Assignment
Nothing in the entries may be dropped: restate them word for word.

*** Source material ***

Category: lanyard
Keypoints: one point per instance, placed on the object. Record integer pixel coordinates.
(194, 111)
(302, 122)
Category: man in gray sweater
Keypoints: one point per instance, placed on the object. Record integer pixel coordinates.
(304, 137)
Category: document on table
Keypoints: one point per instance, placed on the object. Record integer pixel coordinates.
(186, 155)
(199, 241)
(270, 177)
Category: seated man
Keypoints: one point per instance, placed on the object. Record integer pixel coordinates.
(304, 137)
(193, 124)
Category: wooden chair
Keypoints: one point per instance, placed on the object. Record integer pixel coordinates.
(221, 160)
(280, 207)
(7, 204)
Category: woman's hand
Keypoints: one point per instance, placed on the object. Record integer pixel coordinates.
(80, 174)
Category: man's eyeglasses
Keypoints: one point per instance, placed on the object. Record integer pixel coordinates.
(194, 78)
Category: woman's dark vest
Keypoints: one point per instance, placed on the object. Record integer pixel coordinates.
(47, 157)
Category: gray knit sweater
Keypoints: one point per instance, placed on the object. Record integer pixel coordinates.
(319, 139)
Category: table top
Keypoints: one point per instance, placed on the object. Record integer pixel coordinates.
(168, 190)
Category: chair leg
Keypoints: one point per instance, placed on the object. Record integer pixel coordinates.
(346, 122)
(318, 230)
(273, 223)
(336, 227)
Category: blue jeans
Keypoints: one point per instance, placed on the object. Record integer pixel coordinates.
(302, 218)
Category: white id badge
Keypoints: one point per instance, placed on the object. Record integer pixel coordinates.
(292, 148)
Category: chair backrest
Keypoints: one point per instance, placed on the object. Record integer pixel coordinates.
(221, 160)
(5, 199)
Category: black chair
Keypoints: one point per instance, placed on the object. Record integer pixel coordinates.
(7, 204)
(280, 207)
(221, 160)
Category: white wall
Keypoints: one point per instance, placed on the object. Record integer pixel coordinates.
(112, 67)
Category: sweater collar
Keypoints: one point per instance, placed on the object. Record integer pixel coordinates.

*** End of Source material ***

Answer to this exercise
Category: lanyard
Keypoints: one point per instance, placed on the object. Record integer pixel coordinates.
(194, 111)
(302, 122)
Category: man in gray sweater
Keypoints: one point per instance, placed on the object. Record integer pixel coordinates.
(304, 137)
Category: document on table
Keypoints: one point per instance, placed on the object. Record integer pixel coordinates.
(186, 155)
(199, 241)
(270, 177)
Category: seated man
Keypoints: one point per instance, placed on the object. Record integer pixel coordinates.
(304, 137)
(193, 124)
Category: wooden chair
Keypoints: one point per instance, placed on the object. Record integer pixel coordinates.
(221, 160)
(280, 207)
(7, 204)
Category: woman's hand
Keypoints: one point per instance, placed on the object. Record integer pixel coordinates.
(80, 174)
Category: man's eyeglasses
Keypoints: one point per instance, placed on the object. Record integer pixel coordinates.
(194, 78)
Category: woman's dark vest
Keypoints: one point per instance, placed on the object. Record integer pixel coordinates.
(47, 157)
Category: gray knit sweater
Keypoints: one point per instance, placed on the object. Record integer pixel coordinates.
(319, 139)
Category: table top
Keypoints: one point per instance, placed on the object. Record integer pixel coordinates.
(168, 190)
Category: chair leg
Keypoints: one point per instance, placed on the object. Record integer pixel coordinates.
(346, 122)
(318, 230)
(273, 223)
(336, 227)
Category: blue jeans
Keypoints: one point per instance, placed on the object. Record integer pixel coordinates.
(302, 218)
Category: white id badge
Keypoints: one point per instance, placed on the object. Record integer pixel coordinates.
(292, 148)
Category: chair backrest
Keypoints: one point per instance, placed on the object. Record integer pixel coordinates.
(221, 160)
(5, 199)
Category: black chair
Keypoints: one point per instance, placed on the object. Record integer pixel coordinates.
(7, 204)
(280, 207)
(221, 160)
Category: white wall
Keypoints: one point per instance, placed on the object. Record integer pixel coordinates.
(112, 67)
Category: sweater collar
Keypoints: one point per instance, placed on the object. Record integer pixel coordinates.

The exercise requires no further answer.